→ **QUESTIONS ON THE MATERIAL**
1. According to the text about Susan McLain, in what year did she first win election to Metro?
2. In the text about Susan McLain, please change "councilor" to "member" in the part starting with "- Party: Democratic" and going on through "Republican Mark Richman.", and write out that part with the change.
3. Carry the text about Susan McLain forward from its last sentence.

→ **PROVIDED TEXT**
-*-

Member of the Metro Council
- In office 1991–2007

Personal details
- Born: 1948 or 1949 (age 77–78)
- Party: Democratic
- Alma mater: Western Oregon University (BS)
- Profession: politician, teacher

= Susan McLain =

American politician

Susan McLain is an American politician. A Democrat, she currently serves as a member of the Oregon House of Representatives from District 29, representing Cornelius, Forest Grove, and parts of Hillsboro. She served as a councilor for Metro, the regional government covering the urban portions of Clackamas, Multnomah, and Washington counties, for 16 years, first winning election in 1990. She was an unsuccessful candidate for Washington County commissioner in 2006. She was elected to the Oregon House of Representatives in 2014, defeating Republican Mark Richman.

==Personal life==
McLain earned a Bachelor of Science degree in teaching from the Oregon College of Education (known as Western Oregon University since April 22, 1981) in 1971. She retired in June 2014 from Glencoe High School, where she started teaching in 1980, the year the school opened. Prior to that, McLain taught at Hillsboro High School, from 1975–1980. Both schools are in the Hillsboro School District.

-*-

→ **EXTRACTED INFORMATION**
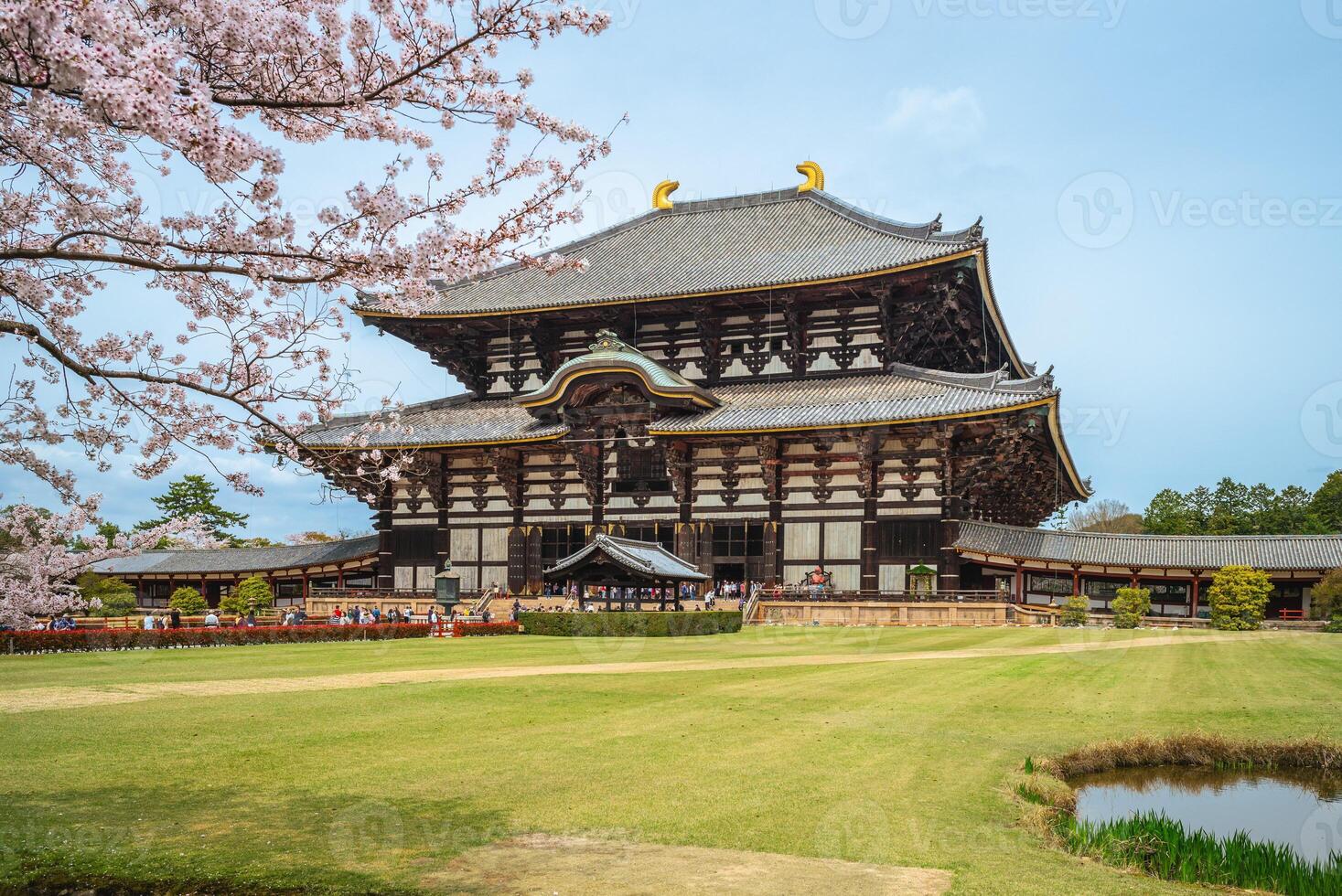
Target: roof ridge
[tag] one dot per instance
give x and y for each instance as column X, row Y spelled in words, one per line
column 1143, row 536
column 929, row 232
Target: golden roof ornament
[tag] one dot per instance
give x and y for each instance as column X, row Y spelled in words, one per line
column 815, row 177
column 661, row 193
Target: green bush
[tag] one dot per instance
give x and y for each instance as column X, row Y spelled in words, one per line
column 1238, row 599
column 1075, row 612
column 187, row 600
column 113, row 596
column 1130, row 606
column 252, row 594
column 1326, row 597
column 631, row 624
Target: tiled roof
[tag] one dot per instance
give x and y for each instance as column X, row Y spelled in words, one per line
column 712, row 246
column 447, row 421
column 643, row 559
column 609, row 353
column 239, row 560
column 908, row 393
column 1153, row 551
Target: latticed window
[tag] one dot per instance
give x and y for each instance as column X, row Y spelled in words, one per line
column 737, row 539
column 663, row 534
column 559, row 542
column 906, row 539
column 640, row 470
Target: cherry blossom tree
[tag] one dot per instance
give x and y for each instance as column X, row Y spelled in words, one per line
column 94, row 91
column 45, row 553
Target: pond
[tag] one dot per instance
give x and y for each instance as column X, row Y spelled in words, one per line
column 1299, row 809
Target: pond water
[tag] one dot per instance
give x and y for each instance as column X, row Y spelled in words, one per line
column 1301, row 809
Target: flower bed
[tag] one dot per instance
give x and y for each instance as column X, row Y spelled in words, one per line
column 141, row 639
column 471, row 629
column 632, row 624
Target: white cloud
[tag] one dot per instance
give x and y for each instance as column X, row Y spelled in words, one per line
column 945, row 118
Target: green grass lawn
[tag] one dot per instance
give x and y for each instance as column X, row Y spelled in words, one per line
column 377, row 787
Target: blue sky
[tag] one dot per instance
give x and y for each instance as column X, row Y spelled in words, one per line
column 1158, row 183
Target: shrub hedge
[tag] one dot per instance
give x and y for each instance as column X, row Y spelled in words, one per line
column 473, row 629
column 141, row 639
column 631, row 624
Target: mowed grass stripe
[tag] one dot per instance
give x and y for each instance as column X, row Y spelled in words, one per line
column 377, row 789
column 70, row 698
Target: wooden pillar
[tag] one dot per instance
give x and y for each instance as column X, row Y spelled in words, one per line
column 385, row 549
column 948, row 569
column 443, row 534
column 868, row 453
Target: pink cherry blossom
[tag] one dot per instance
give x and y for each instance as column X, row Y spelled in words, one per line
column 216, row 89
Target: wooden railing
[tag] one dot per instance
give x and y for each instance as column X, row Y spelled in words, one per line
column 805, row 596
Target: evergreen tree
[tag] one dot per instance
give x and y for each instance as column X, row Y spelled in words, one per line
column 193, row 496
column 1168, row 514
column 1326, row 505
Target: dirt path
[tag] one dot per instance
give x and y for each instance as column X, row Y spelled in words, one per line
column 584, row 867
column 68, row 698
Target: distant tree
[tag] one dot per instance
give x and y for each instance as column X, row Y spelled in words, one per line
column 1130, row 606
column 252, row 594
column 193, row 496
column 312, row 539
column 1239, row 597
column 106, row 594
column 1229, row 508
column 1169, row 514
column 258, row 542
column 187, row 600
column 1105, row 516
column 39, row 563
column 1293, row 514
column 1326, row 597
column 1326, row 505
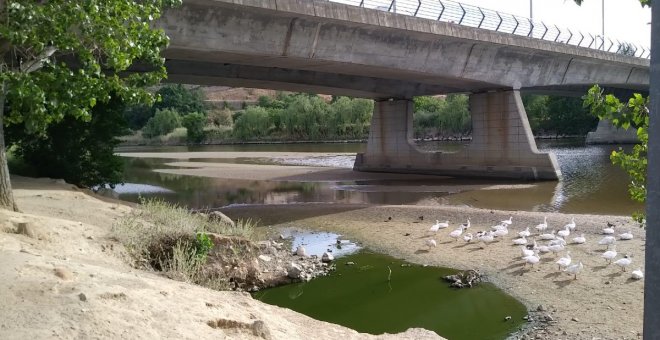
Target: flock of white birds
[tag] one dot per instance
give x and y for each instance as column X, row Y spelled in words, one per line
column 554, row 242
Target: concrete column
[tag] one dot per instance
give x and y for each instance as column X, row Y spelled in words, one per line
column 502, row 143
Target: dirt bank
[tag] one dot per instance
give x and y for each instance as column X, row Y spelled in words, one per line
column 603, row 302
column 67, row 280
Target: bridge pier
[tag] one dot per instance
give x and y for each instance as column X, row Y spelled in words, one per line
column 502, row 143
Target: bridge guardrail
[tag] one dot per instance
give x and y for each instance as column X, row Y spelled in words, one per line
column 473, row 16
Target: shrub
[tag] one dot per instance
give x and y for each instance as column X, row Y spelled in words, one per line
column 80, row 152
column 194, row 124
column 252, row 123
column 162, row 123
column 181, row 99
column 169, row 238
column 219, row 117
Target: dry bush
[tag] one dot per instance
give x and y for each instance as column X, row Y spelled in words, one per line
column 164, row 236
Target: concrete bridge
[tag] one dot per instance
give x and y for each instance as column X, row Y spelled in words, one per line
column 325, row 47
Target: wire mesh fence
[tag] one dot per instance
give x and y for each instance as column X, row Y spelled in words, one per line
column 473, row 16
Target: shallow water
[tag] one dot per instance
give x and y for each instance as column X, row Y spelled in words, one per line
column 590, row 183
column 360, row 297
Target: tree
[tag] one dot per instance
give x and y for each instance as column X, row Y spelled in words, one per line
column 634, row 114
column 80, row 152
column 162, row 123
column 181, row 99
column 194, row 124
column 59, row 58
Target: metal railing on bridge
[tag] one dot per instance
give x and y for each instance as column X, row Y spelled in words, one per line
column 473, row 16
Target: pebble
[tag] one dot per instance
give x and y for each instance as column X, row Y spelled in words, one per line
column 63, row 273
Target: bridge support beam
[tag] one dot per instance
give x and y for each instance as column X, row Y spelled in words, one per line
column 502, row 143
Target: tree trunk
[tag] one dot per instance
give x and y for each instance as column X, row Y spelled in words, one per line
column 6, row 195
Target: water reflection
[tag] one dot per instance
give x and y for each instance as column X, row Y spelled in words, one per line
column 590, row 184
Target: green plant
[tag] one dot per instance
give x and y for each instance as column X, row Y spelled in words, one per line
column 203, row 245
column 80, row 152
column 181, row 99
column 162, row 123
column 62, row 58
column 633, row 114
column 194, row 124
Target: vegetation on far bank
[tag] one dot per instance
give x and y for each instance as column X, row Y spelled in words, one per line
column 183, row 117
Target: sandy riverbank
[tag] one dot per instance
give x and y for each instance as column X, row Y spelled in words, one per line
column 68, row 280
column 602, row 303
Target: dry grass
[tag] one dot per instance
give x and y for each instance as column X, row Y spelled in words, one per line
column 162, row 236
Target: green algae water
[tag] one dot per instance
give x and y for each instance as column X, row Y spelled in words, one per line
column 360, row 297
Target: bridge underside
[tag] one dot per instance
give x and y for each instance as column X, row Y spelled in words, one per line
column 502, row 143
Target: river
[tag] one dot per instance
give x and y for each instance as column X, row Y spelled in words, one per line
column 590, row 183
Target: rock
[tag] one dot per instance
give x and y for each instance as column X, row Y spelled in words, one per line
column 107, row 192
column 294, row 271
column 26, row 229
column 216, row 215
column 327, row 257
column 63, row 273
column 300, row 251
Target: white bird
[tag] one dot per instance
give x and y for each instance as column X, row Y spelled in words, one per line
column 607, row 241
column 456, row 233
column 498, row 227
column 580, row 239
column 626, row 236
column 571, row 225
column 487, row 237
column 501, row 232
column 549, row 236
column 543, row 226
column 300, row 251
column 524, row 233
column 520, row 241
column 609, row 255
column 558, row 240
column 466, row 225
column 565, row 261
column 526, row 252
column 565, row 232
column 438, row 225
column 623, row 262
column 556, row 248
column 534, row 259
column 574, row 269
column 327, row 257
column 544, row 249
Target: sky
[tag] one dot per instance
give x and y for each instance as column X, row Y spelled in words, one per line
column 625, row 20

-*-

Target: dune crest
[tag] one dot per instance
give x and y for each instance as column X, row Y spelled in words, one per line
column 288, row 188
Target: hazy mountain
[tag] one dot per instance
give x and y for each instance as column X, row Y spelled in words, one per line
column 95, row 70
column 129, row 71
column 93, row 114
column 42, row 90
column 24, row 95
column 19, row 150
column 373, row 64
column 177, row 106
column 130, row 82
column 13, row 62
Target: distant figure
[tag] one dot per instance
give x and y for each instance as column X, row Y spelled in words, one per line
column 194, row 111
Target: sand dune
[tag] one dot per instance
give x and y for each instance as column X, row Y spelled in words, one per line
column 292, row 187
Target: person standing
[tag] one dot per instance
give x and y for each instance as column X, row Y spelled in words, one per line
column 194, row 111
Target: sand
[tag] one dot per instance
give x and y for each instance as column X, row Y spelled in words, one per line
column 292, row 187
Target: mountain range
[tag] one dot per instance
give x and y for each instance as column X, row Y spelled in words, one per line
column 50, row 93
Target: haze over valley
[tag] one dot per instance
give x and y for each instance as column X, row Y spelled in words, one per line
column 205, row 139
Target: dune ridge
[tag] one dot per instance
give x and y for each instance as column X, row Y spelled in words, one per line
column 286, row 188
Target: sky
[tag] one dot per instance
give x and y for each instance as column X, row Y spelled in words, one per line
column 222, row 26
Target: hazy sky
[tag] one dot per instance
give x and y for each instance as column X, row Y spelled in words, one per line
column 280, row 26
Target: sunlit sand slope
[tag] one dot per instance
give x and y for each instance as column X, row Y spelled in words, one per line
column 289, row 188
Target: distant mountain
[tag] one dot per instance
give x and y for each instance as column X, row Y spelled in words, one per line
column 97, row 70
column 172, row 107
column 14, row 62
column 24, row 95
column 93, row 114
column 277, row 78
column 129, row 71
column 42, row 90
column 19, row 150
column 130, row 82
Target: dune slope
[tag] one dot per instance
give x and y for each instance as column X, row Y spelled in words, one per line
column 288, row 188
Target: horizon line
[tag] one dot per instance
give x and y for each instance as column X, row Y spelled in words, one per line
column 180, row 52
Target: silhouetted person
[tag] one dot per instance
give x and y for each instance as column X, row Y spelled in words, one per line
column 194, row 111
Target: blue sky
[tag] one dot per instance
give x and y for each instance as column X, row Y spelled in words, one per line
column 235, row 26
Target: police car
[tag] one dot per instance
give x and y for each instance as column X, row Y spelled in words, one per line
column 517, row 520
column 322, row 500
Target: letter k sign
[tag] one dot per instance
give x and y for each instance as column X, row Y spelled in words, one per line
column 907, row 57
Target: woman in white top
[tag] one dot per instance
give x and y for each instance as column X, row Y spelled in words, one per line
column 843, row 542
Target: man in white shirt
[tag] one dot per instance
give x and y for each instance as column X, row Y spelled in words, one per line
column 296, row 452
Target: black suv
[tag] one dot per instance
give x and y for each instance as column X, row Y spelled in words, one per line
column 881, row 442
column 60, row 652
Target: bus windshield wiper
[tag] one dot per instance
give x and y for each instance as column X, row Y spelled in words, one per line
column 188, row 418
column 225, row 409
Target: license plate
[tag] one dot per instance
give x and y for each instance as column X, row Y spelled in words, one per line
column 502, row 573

-*-

→ **ANSWER SET**
1. 1990

2.
- Party: Democratic
- Alma mater: Western Oregon University (BS)
- Profession: politician, teacher

= Susan McLain =

American politician

Susan McLain is an American politician. A Democrat, she currently serves as a member of the Oregon House of Representatives from District 29, representing Cornelius, Forest Grove, and parts of Hillsboro. She served as a member for Metro, the regional government covering the urban portions of Clackamas, Multnomah, and Washington counties, for 16 years, first winning election in 1990. She was an unsuccessful candidate for Washington County commissioner in 2006. She was elected to the Oregon House of Representatives in 2014, defeating Republican Mark Richman.

3.
In 2011, McLain was awarded the Hillsboro School District's Crystal Apple Award for excellence in education. She continues to coach Glencoe High School's Speech and Debate team in her retirement.

McLain is widowed, with four children and five grandchildren. Although she taught in Hillsboro, she lives in Forest Grove with her family and attends church in Cornelius, other communities in her House district.

==Political career==
McLain was elected to the Oregon House of Representatives in November 2014, representing House District 29. She was sworn into the House on January 12, 2015, and appointed by House Speaker Tina Kotek to serve on four committees: the House Committee on Transportation and Economic Development, the House Committee on Education, the House Committee on Consumer Protection and Government Effectiveness, and as the Vice-Chair of the House Committee on Agriculture and Natural Resources.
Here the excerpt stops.